What the task requires
Report every line in the items below that contains the word "shirt", copying each one in full. Treat uppercase and lowercase as different.

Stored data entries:

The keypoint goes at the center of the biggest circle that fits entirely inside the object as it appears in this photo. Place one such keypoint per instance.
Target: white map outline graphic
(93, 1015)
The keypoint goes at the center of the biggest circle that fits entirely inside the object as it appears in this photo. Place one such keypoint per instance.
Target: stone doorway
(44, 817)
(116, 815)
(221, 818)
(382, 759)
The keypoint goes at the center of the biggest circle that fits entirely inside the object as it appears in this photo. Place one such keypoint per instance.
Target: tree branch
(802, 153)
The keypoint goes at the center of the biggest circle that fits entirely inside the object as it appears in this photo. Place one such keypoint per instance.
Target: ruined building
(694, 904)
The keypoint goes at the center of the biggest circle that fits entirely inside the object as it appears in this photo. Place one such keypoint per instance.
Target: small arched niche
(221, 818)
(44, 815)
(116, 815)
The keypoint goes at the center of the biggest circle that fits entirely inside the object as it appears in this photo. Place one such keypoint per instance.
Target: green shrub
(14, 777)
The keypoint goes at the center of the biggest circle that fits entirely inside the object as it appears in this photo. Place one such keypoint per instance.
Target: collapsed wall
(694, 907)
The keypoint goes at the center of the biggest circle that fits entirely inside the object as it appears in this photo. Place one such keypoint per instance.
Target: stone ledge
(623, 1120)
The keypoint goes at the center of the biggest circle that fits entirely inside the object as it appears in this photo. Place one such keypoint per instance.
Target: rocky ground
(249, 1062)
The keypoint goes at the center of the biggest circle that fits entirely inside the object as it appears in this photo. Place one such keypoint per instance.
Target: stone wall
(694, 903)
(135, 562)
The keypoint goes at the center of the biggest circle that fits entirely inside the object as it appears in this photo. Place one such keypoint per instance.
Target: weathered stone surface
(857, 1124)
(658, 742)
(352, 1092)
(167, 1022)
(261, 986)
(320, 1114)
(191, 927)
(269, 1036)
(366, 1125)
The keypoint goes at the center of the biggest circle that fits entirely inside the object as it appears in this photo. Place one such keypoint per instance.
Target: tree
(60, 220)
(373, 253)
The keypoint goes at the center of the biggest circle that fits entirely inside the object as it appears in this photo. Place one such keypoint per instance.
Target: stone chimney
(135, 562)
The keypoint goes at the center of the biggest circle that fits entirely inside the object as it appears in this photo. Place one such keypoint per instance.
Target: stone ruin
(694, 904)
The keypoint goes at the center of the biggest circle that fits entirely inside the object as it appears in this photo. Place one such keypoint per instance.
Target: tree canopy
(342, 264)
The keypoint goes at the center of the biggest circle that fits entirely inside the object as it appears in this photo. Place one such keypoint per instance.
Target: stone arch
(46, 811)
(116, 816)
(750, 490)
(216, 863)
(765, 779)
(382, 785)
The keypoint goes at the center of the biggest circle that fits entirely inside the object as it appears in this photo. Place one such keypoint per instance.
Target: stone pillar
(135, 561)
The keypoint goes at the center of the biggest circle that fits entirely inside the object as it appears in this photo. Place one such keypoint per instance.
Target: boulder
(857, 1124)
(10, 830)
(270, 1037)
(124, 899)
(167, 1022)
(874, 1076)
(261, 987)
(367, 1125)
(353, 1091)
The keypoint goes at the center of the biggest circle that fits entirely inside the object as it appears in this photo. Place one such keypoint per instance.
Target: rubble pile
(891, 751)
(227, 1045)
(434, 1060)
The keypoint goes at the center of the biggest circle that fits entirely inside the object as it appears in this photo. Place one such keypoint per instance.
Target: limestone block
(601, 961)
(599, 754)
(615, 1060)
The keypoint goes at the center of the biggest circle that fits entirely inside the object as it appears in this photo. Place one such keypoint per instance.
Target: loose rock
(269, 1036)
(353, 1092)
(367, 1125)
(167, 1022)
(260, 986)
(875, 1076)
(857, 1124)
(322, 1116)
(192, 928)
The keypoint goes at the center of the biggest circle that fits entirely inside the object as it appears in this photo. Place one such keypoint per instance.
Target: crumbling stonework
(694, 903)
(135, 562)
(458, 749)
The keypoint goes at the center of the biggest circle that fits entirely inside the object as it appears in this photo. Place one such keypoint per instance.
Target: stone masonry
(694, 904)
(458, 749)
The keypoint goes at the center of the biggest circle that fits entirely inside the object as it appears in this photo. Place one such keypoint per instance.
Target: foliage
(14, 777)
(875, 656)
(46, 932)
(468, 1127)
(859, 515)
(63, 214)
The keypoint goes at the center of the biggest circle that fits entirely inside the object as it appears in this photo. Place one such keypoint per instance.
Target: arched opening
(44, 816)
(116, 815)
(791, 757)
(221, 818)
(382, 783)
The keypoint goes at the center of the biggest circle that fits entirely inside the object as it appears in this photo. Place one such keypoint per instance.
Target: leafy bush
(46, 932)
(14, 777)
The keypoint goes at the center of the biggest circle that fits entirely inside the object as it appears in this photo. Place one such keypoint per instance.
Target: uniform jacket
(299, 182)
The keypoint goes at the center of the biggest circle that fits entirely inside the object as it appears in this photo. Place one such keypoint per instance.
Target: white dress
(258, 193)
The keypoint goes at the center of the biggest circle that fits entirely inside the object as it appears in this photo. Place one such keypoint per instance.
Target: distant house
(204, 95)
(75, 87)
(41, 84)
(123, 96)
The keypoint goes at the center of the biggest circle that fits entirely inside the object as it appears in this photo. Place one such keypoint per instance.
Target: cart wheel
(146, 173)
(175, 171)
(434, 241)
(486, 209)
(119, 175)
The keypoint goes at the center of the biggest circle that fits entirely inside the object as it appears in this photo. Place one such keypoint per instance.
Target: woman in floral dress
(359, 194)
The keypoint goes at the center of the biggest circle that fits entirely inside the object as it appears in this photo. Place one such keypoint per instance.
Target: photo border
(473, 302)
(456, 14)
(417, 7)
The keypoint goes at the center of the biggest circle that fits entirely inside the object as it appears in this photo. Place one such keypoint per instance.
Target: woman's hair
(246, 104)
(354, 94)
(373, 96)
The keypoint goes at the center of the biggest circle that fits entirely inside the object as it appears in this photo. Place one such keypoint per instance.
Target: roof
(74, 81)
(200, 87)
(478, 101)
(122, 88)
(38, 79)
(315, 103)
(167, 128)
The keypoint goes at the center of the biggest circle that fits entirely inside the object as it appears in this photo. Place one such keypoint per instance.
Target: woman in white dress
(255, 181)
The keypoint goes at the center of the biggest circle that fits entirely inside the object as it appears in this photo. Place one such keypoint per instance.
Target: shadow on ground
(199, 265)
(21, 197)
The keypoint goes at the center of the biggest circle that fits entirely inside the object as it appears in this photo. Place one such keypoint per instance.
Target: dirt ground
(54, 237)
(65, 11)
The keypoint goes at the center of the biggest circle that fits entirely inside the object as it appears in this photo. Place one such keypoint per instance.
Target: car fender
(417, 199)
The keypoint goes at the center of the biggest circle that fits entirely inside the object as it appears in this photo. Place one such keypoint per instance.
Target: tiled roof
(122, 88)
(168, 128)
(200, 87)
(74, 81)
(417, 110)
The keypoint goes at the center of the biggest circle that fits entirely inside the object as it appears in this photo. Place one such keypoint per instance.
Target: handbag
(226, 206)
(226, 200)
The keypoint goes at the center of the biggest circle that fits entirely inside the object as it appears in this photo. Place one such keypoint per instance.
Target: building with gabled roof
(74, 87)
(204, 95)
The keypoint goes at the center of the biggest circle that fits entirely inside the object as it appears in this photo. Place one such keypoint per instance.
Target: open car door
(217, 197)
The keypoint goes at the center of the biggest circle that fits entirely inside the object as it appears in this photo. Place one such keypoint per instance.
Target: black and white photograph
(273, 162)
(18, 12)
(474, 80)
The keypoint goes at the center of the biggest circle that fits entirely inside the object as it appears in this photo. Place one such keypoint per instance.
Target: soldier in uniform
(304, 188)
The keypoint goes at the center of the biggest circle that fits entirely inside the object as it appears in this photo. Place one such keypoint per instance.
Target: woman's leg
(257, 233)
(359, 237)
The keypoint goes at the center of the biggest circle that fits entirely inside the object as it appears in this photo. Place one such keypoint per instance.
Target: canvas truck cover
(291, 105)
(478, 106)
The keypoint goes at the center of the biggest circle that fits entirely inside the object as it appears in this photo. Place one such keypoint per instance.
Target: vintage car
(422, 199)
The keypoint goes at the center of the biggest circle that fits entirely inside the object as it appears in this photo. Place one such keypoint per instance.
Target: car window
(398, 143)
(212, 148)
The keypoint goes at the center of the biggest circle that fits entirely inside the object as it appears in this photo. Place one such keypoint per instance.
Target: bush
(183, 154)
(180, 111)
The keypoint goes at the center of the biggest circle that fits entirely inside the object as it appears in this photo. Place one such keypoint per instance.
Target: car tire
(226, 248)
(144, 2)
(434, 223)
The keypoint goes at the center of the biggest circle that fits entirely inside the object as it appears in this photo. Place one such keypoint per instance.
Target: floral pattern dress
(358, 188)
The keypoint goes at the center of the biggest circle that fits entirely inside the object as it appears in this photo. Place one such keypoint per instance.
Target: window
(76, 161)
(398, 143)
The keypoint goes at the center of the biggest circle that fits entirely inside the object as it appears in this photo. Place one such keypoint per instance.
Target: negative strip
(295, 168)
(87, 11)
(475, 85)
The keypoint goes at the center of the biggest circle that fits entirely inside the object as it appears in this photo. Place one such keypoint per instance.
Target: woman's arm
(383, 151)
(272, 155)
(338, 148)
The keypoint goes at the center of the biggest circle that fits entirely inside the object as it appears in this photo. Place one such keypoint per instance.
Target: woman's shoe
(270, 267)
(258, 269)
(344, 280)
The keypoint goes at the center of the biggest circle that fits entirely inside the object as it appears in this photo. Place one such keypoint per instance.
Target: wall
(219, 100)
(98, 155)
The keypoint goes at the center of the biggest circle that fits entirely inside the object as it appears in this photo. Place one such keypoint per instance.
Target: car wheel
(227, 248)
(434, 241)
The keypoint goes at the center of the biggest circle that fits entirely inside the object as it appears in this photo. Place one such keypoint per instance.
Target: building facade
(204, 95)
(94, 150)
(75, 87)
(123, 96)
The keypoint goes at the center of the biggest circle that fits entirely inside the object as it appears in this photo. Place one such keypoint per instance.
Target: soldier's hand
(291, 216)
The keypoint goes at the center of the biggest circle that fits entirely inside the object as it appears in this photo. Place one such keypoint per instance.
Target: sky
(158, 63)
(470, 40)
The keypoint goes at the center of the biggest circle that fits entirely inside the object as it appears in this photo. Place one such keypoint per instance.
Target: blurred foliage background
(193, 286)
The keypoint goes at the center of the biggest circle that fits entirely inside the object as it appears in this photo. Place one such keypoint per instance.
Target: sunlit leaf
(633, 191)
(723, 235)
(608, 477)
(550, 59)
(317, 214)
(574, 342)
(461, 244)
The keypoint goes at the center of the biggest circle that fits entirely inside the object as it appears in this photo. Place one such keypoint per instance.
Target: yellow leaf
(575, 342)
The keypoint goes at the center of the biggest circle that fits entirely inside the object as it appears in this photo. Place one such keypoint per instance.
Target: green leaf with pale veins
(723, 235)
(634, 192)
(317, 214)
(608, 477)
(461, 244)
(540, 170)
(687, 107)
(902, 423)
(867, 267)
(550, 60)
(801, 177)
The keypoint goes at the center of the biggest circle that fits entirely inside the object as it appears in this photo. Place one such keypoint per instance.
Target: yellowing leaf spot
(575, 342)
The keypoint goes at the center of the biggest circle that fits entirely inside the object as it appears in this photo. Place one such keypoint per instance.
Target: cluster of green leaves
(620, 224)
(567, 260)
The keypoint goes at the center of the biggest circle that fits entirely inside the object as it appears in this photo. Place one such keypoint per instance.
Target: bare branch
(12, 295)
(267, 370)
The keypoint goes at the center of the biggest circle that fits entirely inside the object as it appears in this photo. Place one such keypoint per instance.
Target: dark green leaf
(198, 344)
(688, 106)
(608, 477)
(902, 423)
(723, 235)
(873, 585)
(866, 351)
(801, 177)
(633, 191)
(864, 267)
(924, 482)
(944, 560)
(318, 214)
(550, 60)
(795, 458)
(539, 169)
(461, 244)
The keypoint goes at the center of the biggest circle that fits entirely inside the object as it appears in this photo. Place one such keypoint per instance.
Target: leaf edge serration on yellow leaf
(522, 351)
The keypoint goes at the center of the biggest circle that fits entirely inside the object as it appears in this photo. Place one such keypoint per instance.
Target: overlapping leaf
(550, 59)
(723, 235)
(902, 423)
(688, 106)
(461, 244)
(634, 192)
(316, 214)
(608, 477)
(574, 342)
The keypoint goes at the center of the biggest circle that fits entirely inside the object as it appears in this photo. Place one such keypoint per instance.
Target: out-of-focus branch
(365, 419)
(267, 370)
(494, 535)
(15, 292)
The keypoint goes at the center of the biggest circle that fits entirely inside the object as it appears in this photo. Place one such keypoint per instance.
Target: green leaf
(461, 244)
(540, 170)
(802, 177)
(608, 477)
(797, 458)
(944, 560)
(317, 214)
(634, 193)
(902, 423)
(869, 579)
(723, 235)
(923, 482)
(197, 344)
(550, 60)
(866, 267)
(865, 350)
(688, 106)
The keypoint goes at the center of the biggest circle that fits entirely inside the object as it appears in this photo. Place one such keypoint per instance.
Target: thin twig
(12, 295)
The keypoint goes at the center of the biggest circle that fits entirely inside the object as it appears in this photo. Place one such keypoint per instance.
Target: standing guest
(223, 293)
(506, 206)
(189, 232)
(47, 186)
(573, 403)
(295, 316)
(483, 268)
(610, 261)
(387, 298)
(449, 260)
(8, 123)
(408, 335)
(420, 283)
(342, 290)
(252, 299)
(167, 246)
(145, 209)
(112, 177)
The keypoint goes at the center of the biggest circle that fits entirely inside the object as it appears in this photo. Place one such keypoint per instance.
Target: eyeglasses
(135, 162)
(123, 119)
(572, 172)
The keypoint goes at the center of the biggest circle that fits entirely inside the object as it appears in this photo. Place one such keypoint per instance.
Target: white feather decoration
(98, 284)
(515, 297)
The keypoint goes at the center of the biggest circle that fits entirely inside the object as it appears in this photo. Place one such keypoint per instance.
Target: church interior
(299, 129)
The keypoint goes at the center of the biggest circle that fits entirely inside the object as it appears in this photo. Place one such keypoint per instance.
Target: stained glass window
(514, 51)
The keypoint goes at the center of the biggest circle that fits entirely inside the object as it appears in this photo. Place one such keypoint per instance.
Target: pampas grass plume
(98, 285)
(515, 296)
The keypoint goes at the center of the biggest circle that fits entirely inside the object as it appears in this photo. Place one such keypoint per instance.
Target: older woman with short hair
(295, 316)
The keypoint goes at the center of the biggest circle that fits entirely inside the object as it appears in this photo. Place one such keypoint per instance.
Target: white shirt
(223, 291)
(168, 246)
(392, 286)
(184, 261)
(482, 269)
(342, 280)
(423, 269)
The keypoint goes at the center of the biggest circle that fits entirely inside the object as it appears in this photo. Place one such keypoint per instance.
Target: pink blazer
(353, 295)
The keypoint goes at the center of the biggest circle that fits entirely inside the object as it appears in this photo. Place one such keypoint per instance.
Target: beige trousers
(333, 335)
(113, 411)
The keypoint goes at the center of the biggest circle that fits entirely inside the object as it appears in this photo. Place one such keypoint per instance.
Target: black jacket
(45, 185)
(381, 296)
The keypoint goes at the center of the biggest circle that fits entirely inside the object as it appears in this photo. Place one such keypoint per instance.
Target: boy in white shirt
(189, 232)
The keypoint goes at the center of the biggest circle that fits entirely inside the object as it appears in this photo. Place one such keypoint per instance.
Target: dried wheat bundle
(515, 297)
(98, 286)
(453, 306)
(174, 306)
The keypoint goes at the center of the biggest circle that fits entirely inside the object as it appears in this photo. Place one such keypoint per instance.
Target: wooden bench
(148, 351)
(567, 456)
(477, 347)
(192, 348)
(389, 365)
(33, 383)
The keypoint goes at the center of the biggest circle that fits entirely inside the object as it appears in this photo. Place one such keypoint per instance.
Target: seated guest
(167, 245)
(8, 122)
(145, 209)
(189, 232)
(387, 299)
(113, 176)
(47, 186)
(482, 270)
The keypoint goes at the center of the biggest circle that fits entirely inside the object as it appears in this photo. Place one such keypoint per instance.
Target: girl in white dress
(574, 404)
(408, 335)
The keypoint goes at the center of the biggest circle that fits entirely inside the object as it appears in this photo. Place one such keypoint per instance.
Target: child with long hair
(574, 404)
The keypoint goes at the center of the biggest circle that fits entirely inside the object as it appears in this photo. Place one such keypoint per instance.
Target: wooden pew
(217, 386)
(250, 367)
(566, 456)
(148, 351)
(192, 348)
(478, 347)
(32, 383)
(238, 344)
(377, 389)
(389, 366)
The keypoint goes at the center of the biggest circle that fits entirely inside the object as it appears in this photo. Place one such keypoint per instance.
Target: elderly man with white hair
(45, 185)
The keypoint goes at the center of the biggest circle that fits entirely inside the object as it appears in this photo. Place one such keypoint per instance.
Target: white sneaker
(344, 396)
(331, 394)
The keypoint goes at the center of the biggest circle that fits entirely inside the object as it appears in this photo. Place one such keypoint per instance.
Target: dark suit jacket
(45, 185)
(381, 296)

Task output
Target: white shirt
Target: boy in white shirt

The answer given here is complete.